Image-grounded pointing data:
----

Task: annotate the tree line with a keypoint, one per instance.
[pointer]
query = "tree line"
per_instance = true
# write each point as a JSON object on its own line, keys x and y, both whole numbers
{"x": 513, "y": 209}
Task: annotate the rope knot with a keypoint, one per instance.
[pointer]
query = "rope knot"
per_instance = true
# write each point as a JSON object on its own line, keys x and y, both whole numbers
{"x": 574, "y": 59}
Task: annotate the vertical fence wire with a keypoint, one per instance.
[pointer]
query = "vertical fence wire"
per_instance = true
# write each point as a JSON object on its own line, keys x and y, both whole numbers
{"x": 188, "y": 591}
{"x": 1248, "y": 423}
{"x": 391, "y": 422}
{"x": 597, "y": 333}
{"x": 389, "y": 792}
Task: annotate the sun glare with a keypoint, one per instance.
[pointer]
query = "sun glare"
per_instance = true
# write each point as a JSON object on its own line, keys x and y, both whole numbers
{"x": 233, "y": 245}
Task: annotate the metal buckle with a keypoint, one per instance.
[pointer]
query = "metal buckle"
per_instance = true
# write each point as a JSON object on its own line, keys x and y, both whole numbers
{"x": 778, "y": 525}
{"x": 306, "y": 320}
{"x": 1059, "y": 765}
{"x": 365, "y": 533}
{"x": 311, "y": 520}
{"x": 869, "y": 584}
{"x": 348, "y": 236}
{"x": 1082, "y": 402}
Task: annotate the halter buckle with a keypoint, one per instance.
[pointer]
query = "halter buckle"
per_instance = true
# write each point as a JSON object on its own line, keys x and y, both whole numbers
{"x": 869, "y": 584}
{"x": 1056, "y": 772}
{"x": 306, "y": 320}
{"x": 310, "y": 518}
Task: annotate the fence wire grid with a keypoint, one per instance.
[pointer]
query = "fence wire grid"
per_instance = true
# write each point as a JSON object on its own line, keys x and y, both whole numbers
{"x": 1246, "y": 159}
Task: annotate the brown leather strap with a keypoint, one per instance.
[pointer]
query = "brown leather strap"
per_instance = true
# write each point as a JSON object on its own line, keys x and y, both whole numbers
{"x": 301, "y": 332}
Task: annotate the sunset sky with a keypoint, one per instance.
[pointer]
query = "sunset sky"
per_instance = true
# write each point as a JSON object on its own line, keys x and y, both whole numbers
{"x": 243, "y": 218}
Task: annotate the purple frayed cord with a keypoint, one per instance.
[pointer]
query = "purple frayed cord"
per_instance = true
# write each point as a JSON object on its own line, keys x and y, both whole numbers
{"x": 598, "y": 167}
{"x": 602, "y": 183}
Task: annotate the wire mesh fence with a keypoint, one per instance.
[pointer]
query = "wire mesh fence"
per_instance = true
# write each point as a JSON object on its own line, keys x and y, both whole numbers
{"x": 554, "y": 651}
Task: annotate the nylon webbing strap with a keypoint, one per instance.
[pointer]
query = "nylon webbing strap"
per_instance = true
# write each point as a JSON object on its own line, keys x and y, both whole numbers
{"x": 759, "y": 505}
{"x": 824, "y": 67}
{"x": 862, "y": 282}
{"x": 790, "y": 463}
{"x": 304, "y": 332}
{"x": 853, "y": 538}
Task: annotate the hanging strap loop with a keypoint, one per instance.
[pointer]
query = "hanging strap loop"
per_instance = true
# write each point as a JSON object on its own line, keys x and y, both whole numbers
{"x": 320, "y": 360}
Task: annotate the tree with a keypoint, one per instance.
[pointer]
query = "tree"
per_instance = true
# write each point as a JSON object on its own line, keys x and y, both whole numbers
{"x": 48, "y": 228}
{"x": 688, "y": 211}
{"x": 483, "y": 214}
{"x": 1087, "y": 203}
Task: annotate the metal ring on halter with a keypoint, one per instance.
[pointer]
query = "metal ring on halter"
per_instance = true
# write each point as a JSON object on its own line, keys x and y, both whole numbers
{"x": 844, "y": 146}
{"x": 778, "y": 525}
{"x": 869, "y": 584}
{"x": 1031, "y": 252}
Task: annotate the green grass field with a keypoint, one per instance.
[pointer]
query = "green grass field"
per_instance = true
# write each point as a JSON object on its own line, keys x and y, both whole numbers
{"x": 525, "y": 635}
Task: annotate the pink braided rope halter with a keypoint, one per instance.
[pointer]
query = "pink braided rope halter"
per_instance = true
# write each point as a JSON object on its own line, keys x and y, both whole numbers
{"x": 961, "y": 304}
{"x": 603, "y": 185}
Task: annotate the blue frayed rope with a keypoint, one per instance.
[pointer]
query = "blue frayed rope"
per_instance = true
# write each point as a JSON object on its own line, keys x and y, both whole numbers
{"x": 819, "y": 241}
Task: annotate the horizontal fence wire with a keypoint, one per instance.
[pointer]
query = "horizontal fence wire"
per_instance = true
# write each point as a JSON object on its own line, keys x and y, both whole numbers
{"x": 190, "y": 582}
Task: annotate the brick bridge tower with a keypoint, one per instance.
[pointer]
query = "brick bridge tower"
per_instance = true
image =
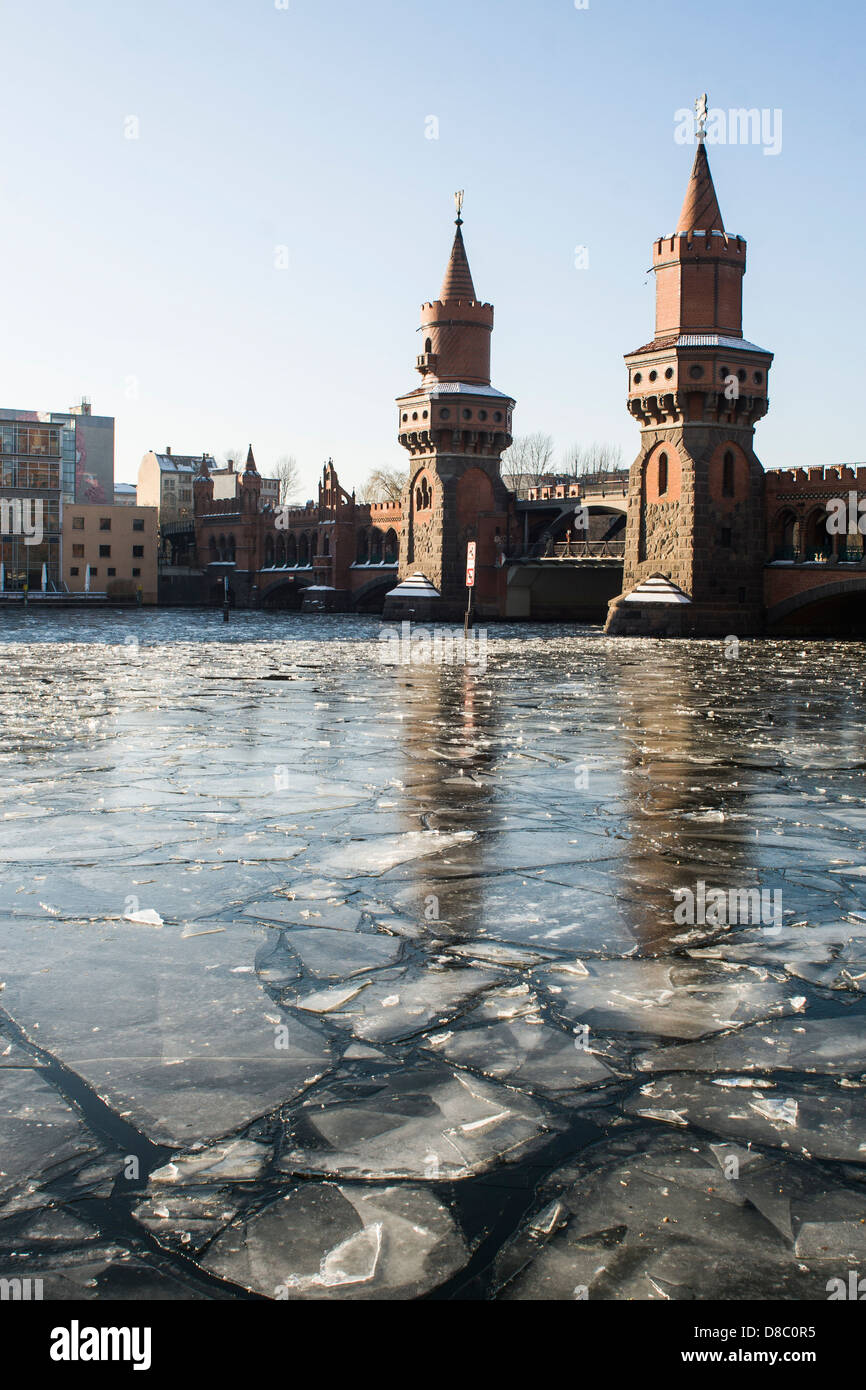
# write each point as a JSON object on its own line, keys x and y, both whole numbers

----

**ACTIVITY**. Transcribe each entry above character for character, omitting pictures.

**WRITTEN SOLUTION**.
Task: annotate the tree line with a keypoint, one per instance.
[pointer]
query = "tree line"
per_instance = true
# write each point as a JSON object on its own line, keys x and y, both whole numbers
{"x": 513, "y": 209}
Task: annotate the rope knot with a keypoint, one per instance.
[pointer]
query = "rope knot"
per_instance = true
# write each point as a JSON object on its own line, keys x and y, both whole numbers
{"x": 574, "y": 59}
Task: annotate the vertical fence wire with a keypoint, one per instance.
[pointer]
query = "vertical fence wire"
per_instance = true
# write each point as a JSON object on its own line, keys x and y, both whole numbers
{"x": 188, "y": 591}
{"x": 1248, "y": 423}
{"x": 391, "y": 422}
{"x": 597, "y": 333}
{"x": 389, "y": 792}
Task: annotate the sun glare with a keypoint, one per instance.
[pointer]
query = "sun glare"
per_instance = true
# write each point as a JSON object on its own line, keys x and y, both whole numbers
{"x": 233, "y": 245}
Task: annotate the metal buckle with a keypoint, one per instance.
[pointer]
query = "metal buckle"
per_instance = true
# write each point as a JSON object on its own line, keys x and y, both whole numbers
{"x": 778, "y": 525}
{"x": 306, "y": 320}
{"x": 1059, "y": 765}
{"x": 365, "y": 533}
{"x": 311, "y": 520}
{"x": 869, "y": 584}
{"x": 348, "y": 236}
{"x": 1082, "y": 402}
Task: annotate the halter buckle with a keypoint, one per instance.
[pointer]
query = "halter buckle"
per_instance = true
# write each point as a JSON object on its own line, keys x and y, both whole numbers
{"x": 869, "y": 584}
{"x": 1056, "y": 772}
{"x": 306, "y": 320}
{"x": 310, "y": 518}
Task: annotate the fence wire grid with a keypoint, one per instance.
[pointer]
query = "fence wire grid"
per_instance = true
# write each point as a JSON object on its own line, keys x and y, both whole numbers
{"x": 1246, "y": 159}
Task: annotate the brown leather strap with a keypoint, one per instance.
[pointer]
query = "brown leather strap"
per_instance = true
# write each point as a JSON object on its own line, keys x and y, both whole numbers
{"x": 301, "y": 332}
Task: annotate the sunset sky with a keypoint, one per instance.
[pointer]
query = "sunset sky"
per_instance = true
# write each point as a JSON object on its own line, keys x and y, both whole numbers
{"x": 243, "y": 218}
Task: annotate the purple frayed cord with a keypoint, one per instance.
[pointer]
query = "purple frayed cord"
per_instance = true
# write each point as a JSON object on its own line, keys x and y, both whole numbers
{"x": 598, "y": 167}
{"x": 602, "y": 183}
Task: annotate the wire mesh fence with a keypoint, one per instance.
[pointer]
query = "wire mesh fence"
per_instance = true
# write each point as a JSON object on its own line, keys x and y, both whole numbers
{"x": 554, "y": 651}
Task: annotate the nylon webbing strap with a keypoint, one per instance.
[pointer]
query = "nylon webbing strap"
per_instance = true
# write each point as a JSON object on its own line, keys x and y, both whole numbers
{"x": 759, "y": 505}
{"x": 824, "y": 67}
{"x": 862, "y": 282}
{"x": 790, "y": 463}
{"x": 304, "y": 332}
{"x": 853, "y": 538}
Task: annotate the hanging strap loop with a keypoint, one per instance.
[pointer]
query = "hanging strap loop"
per_instance = true
# write each point as a JSON object on its own line, keys x and y, both whole numbers
{"x": 320, "y": 360}
Task: annotate the tree with a keypoint, one per instance.
[pointer]
query = "tree"
per_instance = true
# write each point as a JSON object on its own line, keys x and y, both whole numbers
{"x": 48, "y": 228}
{"x": 688, "y": 211}
{"x": 483, "y": 214}
{"x": 1087, "y": 203}
Task: annotate the metal ring on halter with a keypoint, one per instance.
[pointer]
query = "metal ring on halter"
per_instance = true
# write each point as a JSON object on its own line, keys x and y, both whole numbers
{"x": 844, "y": 146}
{"x": 778, "y": 525}
{"x": 869, "y": 584}
{"x": 1031, "y": 252}
Task: annotate the green grass field with a keypoint, one per instance.
[pointer]
query = "green grass field"
per_instance = true
# write each point as a JSON object on its own line, keys x and y, both whole numbers
{"x": 525, "y": 635}
Task: annotate the pink braided rope halter with a keypoint, one per instance.
[pointer]
query = "pink braided rope halter"
per_instance = true
# write each point as a JSON object on its own line, keys x and y, both whole numbers
{"x": 961, "y": 304}
{"x": 603, "y": 185}
Task: annotate the blue frayed rope with a keypoint, one per instance.
[pointer]
query = "blue frayed rope"
per_instance = true
# write each point as a JSON object on its own line, keys x and y, both whole numbers
{"x": 819, "y": 241}
Task: annotate the horizontal fence wire with a keypoint, one per instance.
[pointer]
query = "horizontal fence wire"
per_instance = true
# write each point as a JSON object on its own line, keys x and y, both whole numbers
{"x": 190, "y": 582}
Task: annotate the brick bridge tower with a keypoint, one per instance.
[pointer]
query = "brick bridge tower"
per_instance = true
image =
# write each point as a JSON object on its own line, keys x and y, both whole numbers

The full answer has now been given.